## [THE TASK]
Rewrite the records below with "place a dot on" changed to "mark" wherever it occurs. Leave every other line unchanged.

━━ EXTRACTED MATERIAL ━━

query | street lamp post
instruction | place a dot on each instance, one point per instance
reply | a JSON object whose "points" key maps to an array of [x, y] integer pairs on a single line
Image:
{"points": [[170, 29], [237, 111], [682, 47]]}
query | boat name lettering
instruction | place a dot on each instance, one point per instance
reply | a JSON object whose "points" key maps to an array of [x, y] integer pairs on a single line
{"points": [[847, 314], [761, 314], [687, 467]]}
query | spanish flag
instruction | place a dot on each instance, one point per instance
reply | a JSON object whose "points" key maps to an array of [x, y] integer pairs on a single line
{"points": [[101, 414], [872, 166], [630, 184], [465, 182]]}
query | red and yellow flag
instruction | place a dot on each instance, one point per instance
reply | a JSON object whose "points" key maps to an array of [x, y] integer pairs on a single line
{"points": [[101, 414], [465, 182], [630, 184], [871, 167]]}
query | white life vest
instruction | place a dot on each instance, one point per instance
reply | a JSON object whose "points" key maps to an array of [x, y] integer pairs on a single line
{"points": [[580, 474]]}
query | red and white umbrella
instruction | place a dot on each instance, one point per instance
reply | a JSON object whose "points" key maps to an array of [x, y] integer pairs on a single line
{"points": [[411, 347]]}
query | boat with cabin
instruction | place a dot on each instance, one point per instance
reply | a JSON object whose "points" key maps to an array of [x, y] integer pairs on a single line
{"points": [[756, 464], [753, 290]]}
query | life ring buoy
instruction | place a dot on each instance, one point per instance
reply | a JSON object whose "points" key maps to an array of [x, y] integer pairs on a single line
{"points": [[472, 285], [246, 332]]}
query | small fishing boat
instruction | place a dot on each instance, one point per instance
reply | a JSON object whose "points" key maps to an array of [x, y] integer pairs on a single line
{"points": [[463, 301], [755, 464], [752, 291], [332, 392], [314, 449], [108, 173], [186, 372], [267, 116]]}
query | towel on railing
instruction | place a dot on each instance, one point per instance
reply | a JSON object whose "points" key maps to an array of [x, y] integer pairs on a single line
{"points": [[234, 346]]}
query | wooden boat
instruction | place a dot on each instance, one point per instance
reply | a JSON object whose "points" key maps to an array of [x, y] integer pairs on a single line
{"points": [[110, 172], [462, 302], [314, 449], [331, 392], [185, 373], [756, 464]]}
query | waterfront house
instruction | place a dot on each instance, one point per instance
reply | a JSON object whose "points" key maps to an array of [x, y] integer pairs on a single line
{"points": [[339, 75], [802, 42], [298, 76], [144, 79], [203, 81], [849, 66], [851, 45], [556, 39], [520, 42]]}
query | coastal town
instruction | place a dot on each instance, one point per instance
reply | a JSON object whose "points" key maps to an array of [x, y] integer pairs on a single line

━━━

## [EXERCISE RESULT]
query | street lamp post
instruction | mark each instance, one point per instance
reply | a JSON object whose "points" key maps to an array of [x, y] integer pairs on a single line
Image:
{"points": [[170, 29], [237, 111], [682, 47]]}
query | boat name lettering
instruction | mark each instance, one point per instance
reply | a JSON object whose "points" key maps to an array of [x, y] integer pairs on a single line
{"points": [[847, 314], [761, 314], [687, 467]]}
query | spanish flag
instruction | mark each instance, one point per instance
reply | a JSON object whose "points" key maps to an array of [x, y] integer pairs on a single line
{"points": [[101, 414], [872, 166], [630, 184], [465, 182]]}
query | red and yellow flag
instruction | mark each instance, one point per instance
reply | a JSON object whose "points" key maps to an array of [x, y] integer pairs on a single line
{"points": [[101, 414], [465, 182], [630, 184], [871, 167]]}
query | white life vest
instruction | mark each instance, one point per instance
reply | a JSON object whose "points" key maps to an array of [x, y] integer pairs on a single line
{"points": [[580, 474]]}
query | red and white umbrella
instruction | mark each instance, one point per instance
reply | a JSON object whose "points" key maps to an array of [x, y] integer pairs on a single line
{"points": [[411, 347]]}
query | boat with cabin
instruction | mark each instance, one point per instance
reply | a JSON object whose "points" key maps to an array of [x, y] integer pairs on a single line
{"points": [[756, 464], [753, 290]]}
query | life ring buoy
instruction | mark each instance, one point per instance
reply | a JSON object whose "points" key maps to an array of [x, y] integer pairs on a single line
{"points": [[472, 285], [246, 332]]}
query | small fishing boat
instruction | mark each instance, one point per instance
reply | a JSON object whose "points" key maps to an array of [x, y] integer pairs on a single line
{"points": [[463, 301], [755, 464], [752, 291], [332, 392], [314, 449], [108, 173], [186, 372], [267, 116]]}
query | towel on railing
instruction | mark each instance, one point per instance
reply | a JSON object whose "points" key maps to an array of [x, y] integer pairs on a single line
{"points": [[234, 346]]}
query | wooden boat
instruction | mark each instance, one point per instance
reply | a JSON object whose "points" key maps to an array of [x, y] integer pairs on a single line
{"points": [[110, 172], [462, 302], [314, 449], [331, 392], [185, 373], [756, 464]]}
query | waterfront house
instruction | mark each instance, one point per instance
reply | a JSON object whose "points" key maps to an array of [x, y] integer pairs on a single line
{"points": [[339, 75], [802, 42], [298, 76], [144, 79], [203, 81], [849, 66], [851, 45], [556, 39], [520, 42]]}
query | coastal town
instruction | mark each instance, one point per instance
reply | a JSON object whose "points" key maps to an array of [x, y] integer pairs on a single line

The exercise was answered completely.